> _INSTRUCTIONS TO FOLLOW_
Report every line in the entries below that contains the word "window", where case counts.

> _MATERIAL SHOWN_

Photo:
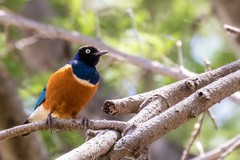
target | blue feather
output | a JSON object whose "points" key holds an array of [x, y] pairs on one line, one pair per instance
{"points": [[41, 98], [85, 72], [82, 71]]}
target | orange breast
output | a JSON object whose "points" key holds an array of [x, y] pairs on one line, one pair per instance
{"points": [[66, 94]]}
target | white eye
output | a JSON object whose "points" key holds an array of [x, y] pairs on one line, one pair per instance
{"points": [[87, 51]]}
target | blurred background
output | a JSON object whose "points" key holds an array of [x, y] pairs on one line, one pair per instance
{"points": [[144, 28]]}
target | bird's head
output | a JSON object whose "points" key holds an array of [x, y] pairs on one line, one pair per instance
{"points": [[89, 55]]}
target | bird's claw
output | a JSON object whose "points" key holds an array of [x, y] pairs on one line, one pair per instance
{"points": [[50, 122]]}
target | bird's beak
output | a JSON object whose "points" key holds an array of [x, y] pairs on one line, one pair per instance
{"points": [[100, 53]]}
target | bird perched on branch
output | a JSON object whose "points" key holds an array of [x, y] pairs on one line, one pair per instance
{"points": [[70, 88]]}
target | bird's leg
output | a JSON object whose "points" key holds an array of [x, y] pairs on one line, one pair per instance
{"points": [[84, 121], [50, 120]]}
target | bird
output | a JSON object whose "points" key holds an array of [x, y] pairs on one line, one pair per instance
{"points": [[70, 88]]}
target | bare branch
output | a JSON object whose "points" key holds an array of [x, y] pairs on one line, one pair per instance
{"points": [[216, 153], [197, 103], [167, 95], [93, 148], [63, 125]]}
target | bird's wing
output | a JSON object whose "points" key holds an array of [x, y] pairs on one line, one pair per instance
{"points": [[41, 98]]}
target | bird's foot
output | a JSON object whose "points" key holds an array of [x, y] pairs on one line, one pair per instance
{"points": [[84, 122], [50, 122]]}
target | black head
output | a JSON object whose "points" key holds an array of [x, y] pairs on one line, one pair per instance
{"points": [[89, 55]]}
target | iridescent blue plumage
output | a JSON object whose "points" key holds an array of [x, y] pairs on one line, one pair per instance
{"points": [[83, 67], [41, 98]]}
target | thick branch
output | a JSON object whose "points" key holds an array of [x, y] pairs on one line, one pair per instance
{"points": [[93, 148], [168, 95], [63, 125], [185, 110], [76, 37], [216, 153]]}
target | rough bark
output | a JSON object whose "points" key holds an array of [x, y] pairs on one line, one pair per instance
{"points": [[153, 129]]}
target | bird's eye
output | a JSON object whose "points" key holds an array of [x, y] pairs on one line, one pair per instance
{"points": [[88, 51]]}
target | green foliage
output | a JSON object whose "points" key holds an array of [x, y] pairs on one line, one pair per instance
{"points": [[143, 28]]}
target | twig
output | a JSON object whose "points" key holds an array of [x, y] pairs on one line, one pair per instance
{"points": [[199, 147], [63, 125], [216, 153], [208, 68], [197, 103], [180, 53]]}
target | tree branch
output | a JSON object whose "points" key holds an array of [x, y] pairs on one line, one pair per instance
{"points": [[62, 125], [78, 38], [153, 129], [93, 148], [167, 95]]}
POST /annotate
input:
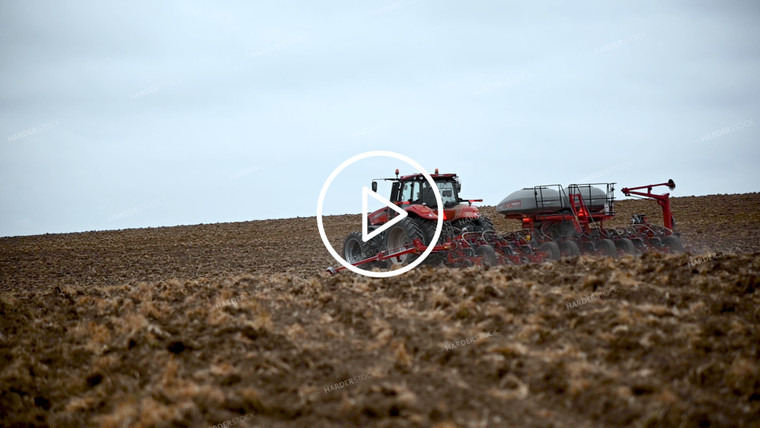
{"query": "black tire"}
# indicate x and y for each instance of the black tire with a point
(487, 254)
(626, 245)
(401, 235)
(354, 249)
(673, 243)
(569, 249)
(552, 249)
(607, 247)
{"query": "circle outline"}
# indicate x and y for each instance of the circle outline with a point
(338, 170)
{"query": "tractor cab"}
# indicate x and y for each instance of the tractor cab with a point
(413, 194)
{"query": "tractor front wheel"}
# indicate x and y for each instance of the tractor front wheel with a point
(401, 236)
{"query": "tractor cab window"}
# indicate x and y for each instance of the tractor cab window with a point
(410, 192)
(448, 193)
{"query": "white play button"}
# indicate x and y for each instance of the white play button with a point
(366, 235)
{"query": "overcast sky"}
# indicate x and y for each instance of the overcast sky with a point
(136, 114)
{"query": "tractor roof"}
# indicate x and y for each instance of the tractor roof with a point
(422, 177)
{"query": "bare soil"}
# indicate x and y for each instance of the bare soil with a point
(198, 325)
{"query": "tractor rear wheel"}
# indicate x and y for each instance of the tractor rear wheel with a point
(673, 243)
(487, 254)
(354, 249)
(626, 245)
(400, 236)
(607, 247)
(552, 249)
(569, 249)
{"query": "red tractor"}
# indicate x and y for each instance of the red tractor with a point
(415, 196)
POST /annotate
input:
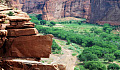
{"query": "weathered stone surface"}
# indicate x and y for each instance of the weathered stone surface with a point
(3, 34)
(35, 46)
(22, 32)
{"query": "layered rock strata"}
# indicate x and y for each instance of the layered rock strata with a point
(19, 39)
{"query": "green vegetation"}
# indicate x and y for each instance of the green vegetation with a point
(99, 42)
(55, 48)
(113, 67)
(52, 23)
(10, 13)
(94, 65)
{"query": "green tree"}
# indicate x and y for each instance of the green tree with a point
(109, 57)
(88, 57)
(52, 22)
(10, 13)
(107, 28)
(113, 67)
(39, 16)
(79, 22)
(117, 54)
(43, 22)
(94, 65)
(55, 48)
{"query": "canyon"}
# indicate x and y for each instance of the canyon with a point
(95, 11)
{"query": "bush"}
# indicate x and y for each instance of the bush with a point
(87, 57)
(113, 67)
(117, 54)
(68, 42)
(79, 22)
(52, 23)
(109, 57)
(94, 65)
(39, 17)
(55, 48)
(10, 13)
(43, 22)
(76, 68)
(74, 54)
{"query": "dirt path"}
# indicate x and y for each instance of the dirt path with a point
(65, 58)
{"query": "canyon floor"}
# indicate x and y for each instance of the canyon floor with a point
(64, 58)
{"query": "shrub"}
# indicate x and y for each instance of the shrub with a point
(94, 65)
(55, 48)
(117, 54)
(87, 57)
(43, 22)
(74, 54)
(79, 22)
(76, 68)
(10, 13)
(113, 67)
(39, 16)
(109, 57)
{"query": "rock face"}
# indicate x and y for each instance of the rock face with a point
(92, 10)
(19, 39)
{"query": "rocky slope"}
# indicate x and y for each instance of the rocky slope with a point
(93, 10)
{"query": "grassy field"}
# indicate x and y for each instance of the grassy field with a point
(77, 28)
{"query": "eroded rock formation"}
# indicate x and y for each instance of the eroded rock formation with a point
(19, 39)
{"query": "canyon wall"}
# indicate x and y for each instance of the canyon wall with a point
(92, 10)
(105, 10)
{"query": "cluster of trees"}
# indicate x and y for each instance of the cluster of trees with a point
(55, 48)
(70, 22)
(37, 19)
(97, 43)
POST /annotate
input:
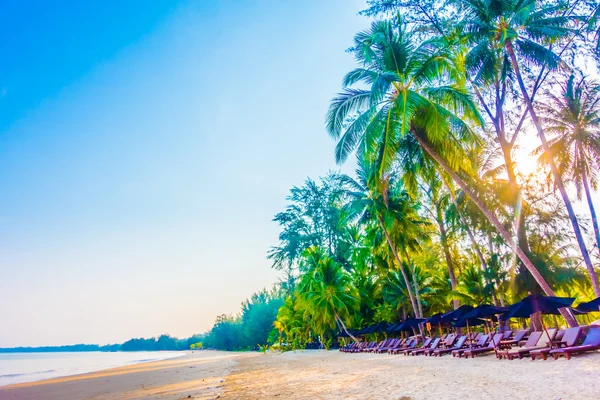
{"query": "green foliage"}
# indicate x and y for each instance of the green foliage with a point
(397, 238)
(249, 330)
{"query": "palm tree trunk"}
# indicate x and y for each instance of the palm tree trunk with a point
(447, 255)
(339, 321)
(406, 280)
(592, 210)
(416, 285)
(471, 237)
(495, 222)
(557, 177)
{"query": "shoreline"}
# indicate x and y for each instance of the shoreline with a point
(198, 374)
(48, 367)
(322, 374)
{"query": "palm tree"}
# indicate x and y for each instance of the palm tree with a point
(412, 90)
(326, 290)
(574, 118)
(371, 201)
(524, 28)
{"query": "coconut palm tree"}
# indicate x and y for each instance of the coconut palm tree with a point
(573, 117)
(326, 290)
(412, 90)
(383, 204)
(523, 29)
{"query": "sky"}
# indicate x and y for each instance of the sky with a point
(144, 150)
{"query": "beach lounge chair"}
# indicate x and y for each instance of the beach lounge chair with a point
(492, 345)
(425, 344)
(520, 335)
(481, 342)
(399, 344)
(409, 344)
(543, 342)
(368, 347)
(380, 344)
(569, 339)
(359, 348)
(432, 346)
(591, 343)
(348, 347)
(391, 343)
(460, 343)
(446, 343)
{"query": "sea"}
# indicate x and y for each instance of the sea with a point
(29, 367)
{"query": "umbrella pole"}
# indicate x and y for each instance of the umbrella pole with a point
(545, 330)
(469, 334)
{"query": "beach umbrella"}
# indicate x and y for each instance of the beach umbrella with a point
(381, 327)
(466, 322)
(590, 306)
(485, 311)
(406, 325)
(437, 319)
(538, 304)
(458, 313)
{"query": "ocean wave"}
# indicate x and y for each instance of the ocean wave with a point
(25, 374)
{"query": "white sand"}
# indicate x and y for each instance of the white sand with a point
(335, 375)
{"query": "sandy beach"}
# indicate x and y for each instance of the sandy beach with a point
(326, 375)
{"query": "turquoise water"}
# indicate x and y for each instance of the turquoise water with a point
(29, 367)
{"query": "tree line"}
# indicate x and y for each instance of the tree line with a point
(440, 211)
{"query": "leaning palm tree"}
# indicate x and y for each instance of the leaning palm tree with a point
(574, 118)
(412, 90)
(371, 201)
(524, 29)
(326, 290)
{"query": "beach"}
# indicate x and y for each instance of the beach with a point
(310, 374)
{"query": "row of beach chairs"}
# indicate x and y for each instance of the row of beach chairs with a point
(508, 345)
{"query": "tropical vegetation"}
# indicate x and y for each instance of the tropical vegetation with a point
(443, 208)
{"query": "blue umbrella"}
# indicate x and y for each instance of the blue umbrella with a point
(458, 313)
(590, 306)
(485, 311)
(406, 325)
(536, 303)
(466, 322)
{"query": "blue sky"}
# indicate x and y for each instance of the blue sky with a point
(144, 149)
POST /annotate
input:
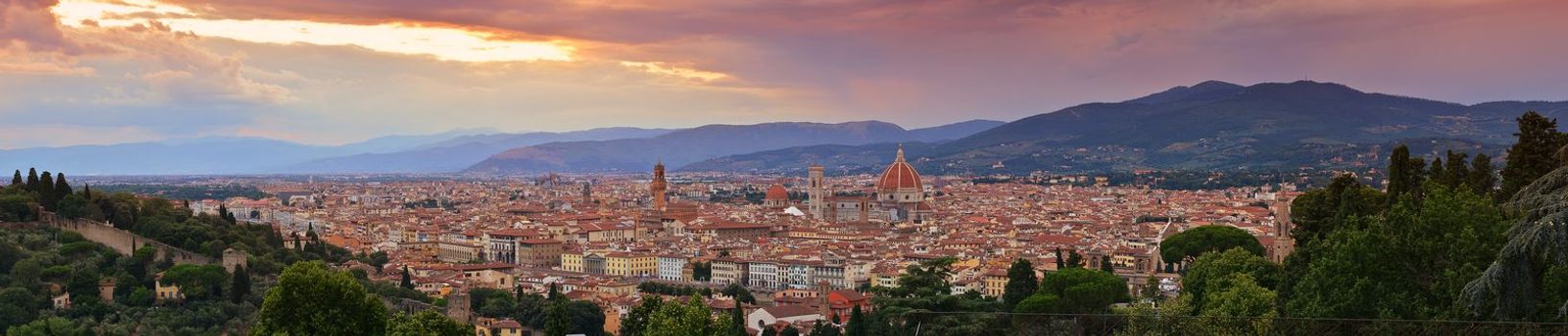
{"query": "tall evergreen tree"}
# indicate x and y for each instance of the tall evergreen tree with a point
(408, 279)
(737, 323)
(32, 180)
(1532, 155)
(61, 187)
(1021, 281)
(1457, 170)
(240, 286)
(46, 189)
(856, 325)
(1483, 178)
(1060, 259)
(1404, 175)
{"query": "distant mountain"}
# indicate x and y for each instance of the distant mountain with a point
(207, 156)
(1211, 125)
(393, 143)
(457, 153)
(701, 143)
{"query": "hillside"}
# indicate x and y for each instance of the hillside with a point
(1211, 125)
(701, 143)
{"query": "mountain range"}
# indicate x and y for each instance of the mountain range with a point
(1206, 126)
(708, 142)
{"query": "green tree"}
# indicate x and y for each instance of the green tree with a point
(1532, 155)
(51, 327)
(1021, 281)
(1074, 259)
(858, 325)
(1369, 272)
(1526, 276)
(312, 300)
(637, 318)
(1404, 175)
(1192, 244)
(408, 279)
(1483, 178)
(198, 281)
(425, 323)
(738, 293)
(691, 318)
(1214, 267)
(240, 284)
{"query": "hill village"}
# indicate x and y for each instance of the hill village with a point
(808, 250)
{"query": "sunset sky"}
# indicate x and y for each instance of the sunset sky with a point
(328, 73)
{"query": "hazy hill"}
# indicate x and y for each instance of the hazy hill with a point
(700, 143)
(457, 153)
(1211, 125)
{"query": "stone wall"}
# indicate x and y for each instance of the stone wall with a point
(124, 241)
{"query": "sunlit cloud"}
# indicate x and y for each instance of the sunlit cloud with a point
(448, 44)
(676, 71)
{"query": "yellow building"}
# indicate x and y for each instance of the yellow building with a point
(572, 261)
(628, 264)
(168, 293)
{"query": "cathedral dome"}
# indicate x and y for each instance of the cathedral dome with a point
(777, 192)
(899, 176)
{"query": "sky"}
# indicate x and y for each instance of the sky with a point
(329, 73)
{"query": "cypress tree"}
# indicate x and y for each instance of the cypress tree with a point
(1404, 175)
(856, 325)
(1457, 170)
(1060, 259)
(1532, 156)
(1481, 176)
(1021, 283)
(61, 187)
(46, 190)
(32, 180)
(408, 281)
(240, 286)
(737, 323)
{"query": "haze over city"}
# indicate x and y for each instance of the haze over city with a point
(331, 73)
(783, 168)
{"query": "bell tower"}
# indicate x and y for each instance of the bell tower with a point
(658, 185)
(815, 190)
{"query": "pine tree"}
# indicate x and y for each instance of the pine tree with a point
(61, 187)
(1021, 281)
(1404, 175)
(240, 286)
(737, 323)
(856, 325)
(1074, 261)
(1457, 170)
(1060, 259)
(32, 180)
(1483, 178)
(555, 319)
(46, 190)
(408, 279)
(1532, 156)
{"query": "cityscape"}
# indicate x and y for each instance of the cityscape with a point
(773, 168)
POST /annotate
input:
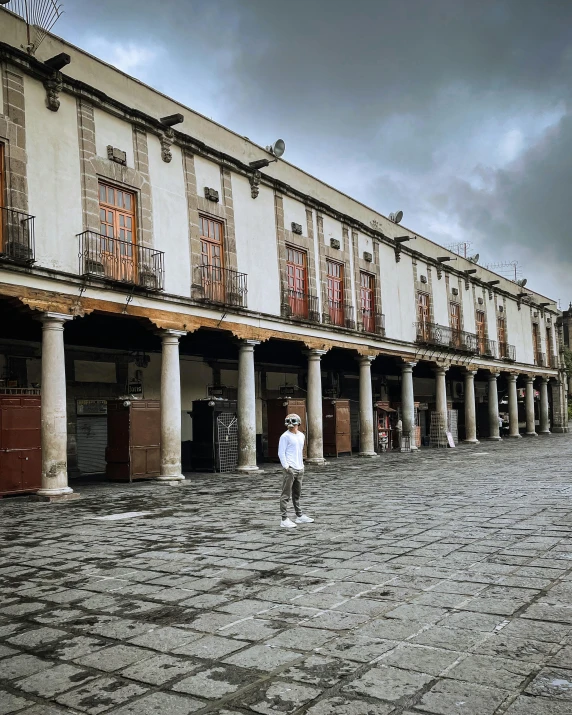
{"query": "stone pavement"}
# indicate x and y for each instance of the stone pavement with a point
(435, 582)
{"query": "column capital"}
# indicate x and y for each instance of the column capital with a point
(168, 333)
(315, 353)
(49, 317)
(248, 345)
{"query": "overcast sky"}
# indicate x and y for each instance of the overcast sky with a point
(457, 112)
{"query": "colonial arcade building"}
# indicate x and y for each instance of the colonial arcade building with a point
(156, 289)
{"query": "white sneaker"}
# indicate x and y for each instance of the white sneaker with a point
(288, 523)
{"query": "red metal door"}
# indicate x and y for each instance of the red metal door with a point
(20, 444)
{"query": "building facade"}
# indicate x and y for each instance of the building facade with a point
(143, 257)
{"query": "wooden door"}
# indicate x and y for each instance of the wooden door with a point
(335, 277)
(117, 229)
(212, 259)
(423, 315)
(481, 336)
(455, 317)
(367, 299)
(297, 276)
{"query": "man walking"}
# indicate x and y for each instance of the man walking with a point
(291, 455)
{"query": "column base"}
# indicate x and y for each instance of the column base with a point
(171, 481)
(53, 495)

> _FINAL RESULT_
{"query": "tractor cab window"}
# indicate x and y for each instance of the tractor cab window with a point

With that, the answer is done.